▸ **Exercise A**: Beginning at the line of the entries that contains "Spot the **white" and continuing through the end of the entries, reproduce those lines with "curtain" substituted by "drape" and everything else unchanged. Leave the pictures out of your answer.

### Reading passage

Tesla Jumps On Q3 Margin Surprise
Summary:
- Tesla, Inc. missed street estimates for Q3 revenues, but stronger than expected margins led to a huge bottom-line beat.
- Management still believes it can grow vehicle deliveries for the full year in 2024, implying a best-ever period in Q4.
- TSLA’s valuation remains high compared to competitors, driven by the potential for autonomous vehicle profits rather than delivery increases.
After the bell on Wednesday, we received third quarter results from Tesla, Inc. (NASDAQ:TSLA). The EV giant has struggled so far to grow deliveries this year, thanks to high-interest rates in the US and a soft economy in China. With overall expectations a bit muted after four straight quarterly misses on the bottom line, Tesla shares jumped after the latest report as strong margins led to a huge adjusted EPS beat.
Previous coverage on the name:
It was back in July when I last covered Tesla, with that article coming at the company’s Q2 earnings report. The numbers weren’t that impressive, as a top-line beat was really overshadowed by a considerable jump in regulatory credit revenues. Margins weren’t that great when excluding that large benefit, and a huge restructuring charge took a toll on GAAP profits.

######

▸ **Exercise B**: Render this sentence from the Tesla earnings article into French: "TSLA’s valuation remains high compared to competitors, driven by the potential for autonomous vehicle profits rather than delivery increases."

### Material provided

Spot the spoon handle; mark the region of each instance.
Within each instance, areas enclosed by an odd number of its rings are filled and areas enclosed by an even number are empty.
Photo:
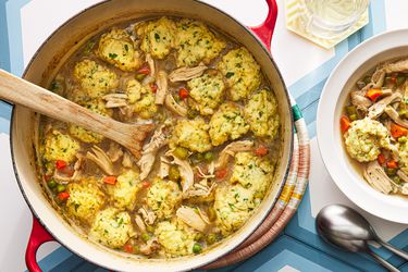
[[[398,272],[399,271],[397,268],[395,268],[393,264],[391,264],[390,262],[387,262],[386,260],[384,260],[383,258],[381,258],[380,256],[378,256],[373,251],[369,250],[368,254],[371,255],[372,258],[374,258],[386,270],[392,271],[392,272]]]
[[[399,257],[408,260],[408,254],[407,252],[400,250],[399,248],[394,247],[393,245],[391,245],[391,244],[388,244],[388,243],[386,243],[386,242],[384,242],[384,240],[382,240],[380,238],[376,242],[380,243],[380,245],[382,245],[383,247],[385,247],[390,251],[392,251],[393,254],[396,254]]]

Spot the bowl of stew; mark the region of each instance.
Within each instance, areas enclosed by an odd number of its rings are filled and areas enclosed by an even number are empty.
[[[336,185],[380,218],[408,223],[407,29],[354,49],[329,77],[319,103],[318,141]]]
[[[276,201],[293,145],[287,91],[260,41],[207,4],[91,7],[46,41],[25,78],[98,114],[154,125],[135,158],[75,124],[13,110],[28,205],[89,261],[197,268],[244,242]]]

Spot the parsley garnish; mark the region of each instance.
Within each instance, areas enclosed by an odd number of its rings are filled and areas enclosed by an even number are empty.
[[[227,72],[227,73],[225,74],[226,78],[230,78],[230,77],[233,76],[233,75],[234,75],[233,72]]]
[[[156,41],[159,41],[160,40],[160,35],[157,34],[157,33],[154,33],[154,39],[156,39]]]
[[[109,53],[109,58],[112,59],[112,60],[116,59],[116,57],[118,57],[116,53]]]

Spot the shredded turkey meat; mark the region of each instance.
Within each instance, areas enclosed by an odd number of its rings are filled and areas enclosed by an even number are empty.
[[[95,162],[108,175],[114,175],[113,163],[109,156],[98,146],[92,146],[86,153],[86,159]]]
[[[165,125],[158,127],[153,136],[151,136],[150,141],[143,148],[141,158],[137,162],[137,165],[140,168],[140,180],[145,180],[149,175],[154,164],[157,152],[169,143],[164,128]]]
[[[186,82],[196,77],[199,77],[208,69],[205,64],[200,63],[196,67],[180,67],[174,70],[170,75],[169,79],[172,83]]]

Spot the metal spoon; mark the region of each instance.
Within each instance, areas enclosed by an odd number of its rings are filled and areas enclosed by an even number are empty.
[[[323,208],[317,218],[318,227],[329,235],[343,239],[374,240],[387,248],[390,251],[408,260],[408,254],[395,248],[381,239],[370,223],[356,210],[343,206],[331,205]]]
[[[383,265],[386,270],[397,272],[399,271],[393,264],[374,254],[367,244],[367,240],[355,240],[355,239],[342,239],[335,236],[327,235],[327,233],[322,232],[321,228],[318,227],[319,235],[329,244],[332,244],[336,247],[342,249],[349,250],[351,252],[367,252],[371,255],[381,265]]]

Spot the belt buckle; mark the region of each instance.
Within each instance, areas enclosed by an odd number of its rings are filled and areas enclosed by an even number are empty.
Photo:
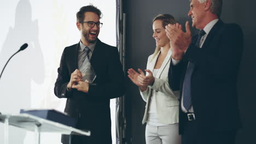
[[[195,120],[195,114],[194,114],[194,113],[187,113],[187,115],[189,121],[193,121]]]

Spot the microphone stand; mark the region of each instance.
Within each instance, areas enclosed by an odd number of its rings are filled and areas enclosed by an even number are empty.
[[[10,59],[13,57],[14,56],[14,55],[15,55],[16,54],[17,54],[17,53],[18,53],[19,52],[22,51],[22,50],[24,50],[24,49],[25,49],[26,48],[27,48],[28,45],[27,44],[25,44],[24,45],[22,45],[21,47],[20,47],[20,50],[19,50],[16,52],[15,52],[14,54],[13,54],[11,57],[10,57],[8,61],[7,61],[7,62],[6,63],[5,65],[4,65],[4,67],[3,68],[3,70],[2,70],[2,72],[1,72],[1,74],[0,75],[0,79],[1,79],[1,76],[2,76],[2,75],[3,74],[3,72],[4,70],[4,69],[5,68],[5,67],[6,65],[7,65],[7,64],[8,63],[9,61],[10,61]]]

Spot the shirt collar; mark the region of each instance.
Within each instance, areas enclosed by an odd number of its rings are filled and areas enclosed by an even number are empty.
[[[95,45],[96,45],[96,43],[97,43],[97,41],[95,41],[95,43],[94,43],[91,44],[90,45],[89,45],[88,46],[89,48],[89,49],[90,49],[90,51],[91,52],[91,53],[92,53],[94,52],[94,49],[95,48]],[[83,43],[81,41],[81,40],[80,40],[80,41],[79,41],[79,44],[80,44],[80,50],[79,50],[79,51],[83,51],[84,50],[84,48],[85,48],[85,47],[86,47],[86,46],[84,45],[84,44],[83,44]]]
[[[210,22],[208,23],[208,24],[205,27],[205,28],[203,28],[203,31],[205,31],[207,35],[209,34],[210,31],[211,31],[212,28],[218,22],[218,20],[219,19],[217,19],[211,21]]]

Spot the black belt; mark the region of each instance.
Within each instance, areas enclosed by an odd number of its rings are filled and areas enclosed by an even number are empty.
[[[185,114],[188,116],[188,119],[189,121],[195,121],[195,113],[193,112],[187,112]]]

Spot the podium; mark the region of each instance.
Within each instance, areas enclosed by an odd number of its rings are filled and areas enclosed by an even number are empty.
[[[36,143],[40,144],[40,133],[57,133],[66,135],[90,136],[89,130],[82,130],[63,124],[51,121],[27,113],[1,115],[0,122],[4,124],[4,144],[8,144],[9,125],[34,131]]]

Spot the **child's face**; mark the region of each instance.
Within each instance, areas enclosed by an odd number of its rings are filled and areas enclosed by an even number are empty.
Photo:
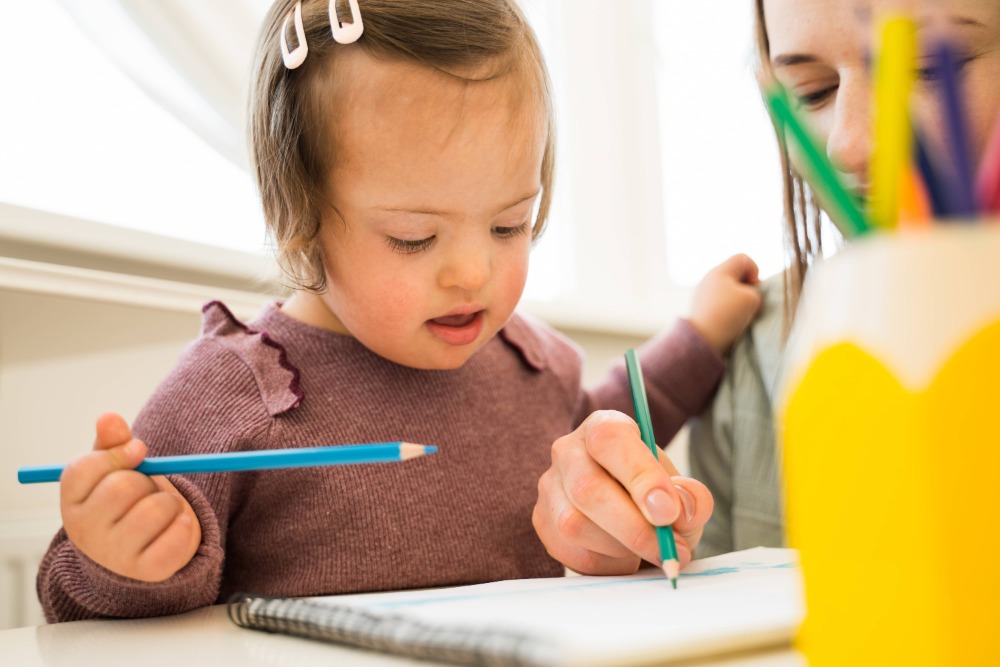
[[[764,0],[771,64],[778,80],[825,142],[833,163],[856,193],[868,189],[871,86],[866,53],[877,18],[904,10],[919,25],[920,50],[947,35],[962,67],[973,156],[977,163],[1000,111],[1000,2],[995,0]],[[939,149],[944,140],[940,87],[930,58],[916,63],[915,121]],[[793,160],[795,156],[792,156]]]
[[[541,110],[519,102],[511,77],[465,83],[358,50],[334,73],[321,232],[330,327],[399,364],[457,368],[524,289]]]

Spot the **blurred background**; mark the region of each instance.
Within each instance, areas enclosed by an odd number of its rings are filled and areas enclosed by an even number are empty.
[[[131,419],[205,301],[250,316],[279,293],[243,140],[269,4],[0,4],[0,628],[42,622],[34,574],[60,524],[57,488],[16,469],[79,455],[103,411]],[[589,379],[729,255],[782,266],[752,4],[522,0],[559,125],[522,307],[583,345]]]

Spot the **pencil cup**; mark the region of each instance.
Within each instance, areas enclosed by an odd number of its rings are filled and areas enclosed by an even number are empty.
[[[811,667],[1000,665],[1000,225],[811,272],[778,437]]]

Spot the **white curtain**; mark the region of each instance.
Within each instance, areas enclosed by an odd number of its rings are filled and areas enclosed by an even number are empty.
[[[246,86],[268,0],[59,2],[147,95],[246,168]]]

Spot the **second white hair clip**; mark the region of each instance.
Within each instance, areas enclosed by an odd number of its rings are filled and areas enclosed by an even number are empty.
[[[365,31],[364,21],[361,20],[361,9],[358,7],[358,0],[348,0],[351,8],[351,21],[344,22],[337,16],[337,0],[330,0],[328,14],[330,17],[330,32],[333,33],[333,41],[338,44],[353,44],[361,37]],[[285,34],[288,32],[289,21],[295,22],[295,39],[298,46],[294,51],[288,50],[288,40]],[[295,69],[305,62],[309,53],[309,45],[306,43],[306,31],[302,27],[302,2],[295,3],[292,11],[285,16],[281,24],[281,59],[285,62],[285,67]]]

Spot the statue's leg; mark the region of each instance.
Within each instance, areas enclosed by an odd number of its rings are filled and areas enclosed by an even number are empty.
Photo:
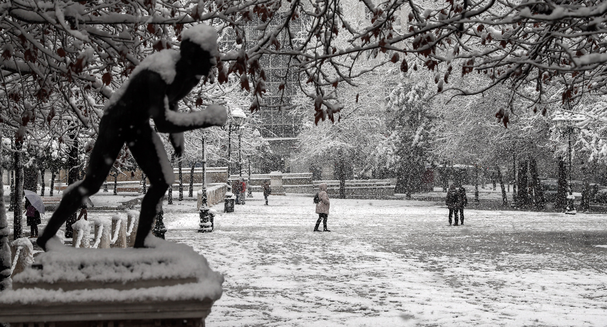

######

▸ **Expected output A**:
Spot the **white drape**; mark the region of each instance.
Within each instance, areas enclosed by an odd number of its rings are filled and areas enclosed by an even number are empty.
[[[246,86],[268,0],[59,2],[147,95],[246,168]]]

Spot the **second white hair clip**; mark the region of each instance.
Within each instance, areas enclosed by an odd number of its rings are filled and areas enclosed by an even number are empty.
[[[365,31],[364,21],[361,20],[361,9],[358,7],[358,0],[348,0],[351,8],[351,21],[344,22],[337,16],[337,0],[330,0],[328,14],[330,17],[330,32],[333,33],[333,41],[338,44],[353,44],[361,37]],[[285,34],[288,32],[289,21],[295,22],[295,39],[298,46],[294,51],[288,50],[288,40]],[[295,69],[305,62],[309,53],[309,45],[306,43],[306,31],[302,27],[302,2],[295,3],[292,11],[285,16],[281,24],[281,59],[285,62],[285,67]]]

Spot the statue's leg; mark the region of each instance.
Within each instance, areas enclosed by an odd number of its rings are filled and areas enclosed by an even number are empty.
Photo:

▸ **Expected output B**: La valorisation de TSLA reste élevée par rapport à celle de ses concurrents, portée par le potentiel de bénéfices liés aux véhicules autonomes plutôt que par la hausse des livraisons.